§ Aufgaben
1. Prüfen Sie anhand des Textes über das Kunstversicherungsgespräch auf der Art Cologne, ob die Aussagen (a), (b) und (c) zutreffen. Antworten Sie jeweils mit Ja oder Nein und zitieren Sie die entscheidenden Worte des Textes wörtlich.
(a) Es handelte sich um das achte Gespräch dieser Reihe.
(b) Der Brexit ist endgültig vollzogen.
(c) Peter Grabowski moderierte die Diskussion.
2. Nehmen Sie den Text über das Kunstversicherungsgespräch auf der Art Cologne nach seinem letzten Satz wieder auf und führen Sie ihn um einige Sätze weiter.

§ Textblock
Das achte Kunstversicherungsgespräch auf der Art Cologne

Manchmal bestimmen Abwesende die Agenda. Der Brexit ist zwar wieder einmal aufgeschoben, dräut aber immer noch am Horizont. So bot die mittlerweile kafkaesk anmutende Exit-Strategie der Briten aus dem europäischen Nachkriegsdiskurs Anlass und Einstieg zum achten Kölner Kunstversicherungsgespräch im Rahmen der Art Cologne.

Die Bedrohung der fragilen Komplexität unserer Wirtschaftsordnung und letztlich jeder Art von Austausch, sei es von Gütern, Ideen oder eben Kunstwerken durch das mutwillige Axtanlegen an einen ihrer Pfeiler warf ihren Schatten auf die vom Kulturjournalisten Peter Grabowski immerhin sehr kurzweilig moderierten Diskussion. Denn der Brexit führt nur zu deutlich vor Augen, wie empfindlich das auf reibungslose Abläufe angewiesen System des internationalen Kunstmarkts ist.

§ Datenauszug
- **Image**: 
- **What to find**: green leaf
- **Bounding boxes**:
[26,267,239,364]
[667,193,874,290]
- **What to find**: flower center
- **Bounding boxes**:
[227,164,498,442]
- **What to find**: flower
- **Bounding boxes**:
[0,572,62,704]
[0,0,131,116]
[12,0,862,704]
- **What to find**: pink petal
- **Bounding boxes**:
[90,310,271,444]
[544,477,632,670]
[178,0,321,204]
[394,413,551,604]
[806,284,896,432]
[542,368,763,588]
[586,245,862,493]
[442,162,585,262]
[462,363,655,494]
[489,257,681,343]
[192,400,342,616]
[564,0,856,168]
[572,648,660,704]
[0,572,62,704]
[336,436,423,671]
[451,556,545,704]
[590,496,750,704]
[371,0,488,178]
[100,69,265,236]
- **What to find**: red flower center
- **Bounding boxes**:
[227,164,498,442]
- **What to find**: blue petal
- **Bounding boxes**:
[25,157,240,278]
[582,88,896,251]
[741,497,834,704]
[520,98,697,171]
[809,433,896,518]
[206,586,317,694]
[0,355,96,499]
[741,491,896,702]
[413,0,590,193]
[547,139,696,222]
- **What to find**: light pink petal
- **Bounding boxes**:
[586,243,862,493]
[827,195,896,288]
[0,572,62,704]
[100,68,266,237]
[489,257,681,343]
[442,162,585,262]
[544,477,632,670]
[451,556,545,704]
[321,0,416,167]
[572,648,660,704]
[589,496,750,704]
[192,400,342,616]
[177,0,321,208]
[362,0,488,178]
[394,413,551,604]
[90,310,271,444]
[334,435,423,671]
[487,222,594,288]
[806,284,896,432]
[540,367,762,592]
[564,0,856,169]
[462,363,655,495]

§ Erwartete Ergebnisse
1.
(a) Ja: „zum achten Kölner Kunstversicherungsgespräch im Rahmen der Art Cologne“
(b) Nein: „Der Brexit ist zwar wieder einmal aufgeschoben“
(c) Ja: „vom Kulturjournalisten Peter Grabowski immerhin sehr kurzweilig moderierten“

2.
Auf dem Podium saßen ausschließlich Marktteilnehmer, die naturgemäß aus allem das für sich Beste zu machen versuchen müssen. Eingangs erläutert Christina Berking, Anwältin und Sprecherin der Interessengemeinschaft des Deutschen Kunsthandels, dass der britische Kunsthandel im globalen Rahmen deutliche steuerliche Vorteile gegenüber den Kollegen aus der EU haben dürfte, lässt man Unwägbarkeiten und zunächst chaotische Verhältnisse nach dem Ausscheiden aus der Europäischen Union beiseite. Großbritanniens Kunsthandel hatte bisher ohnehin schon günstigere fiskalische Rahmenbedingungen als die Eu-Kollegen vom Festland. Da Großbritannien außer Finanzprodukten und Immobilien kaum etwas produziert, ist anzunehmen, dass die Insel sich als Steuerparadies und Handelsplatz positionieren wird, was auch den EU-Kunstmarkt weiter ins Hintertreffen bringen dürfte.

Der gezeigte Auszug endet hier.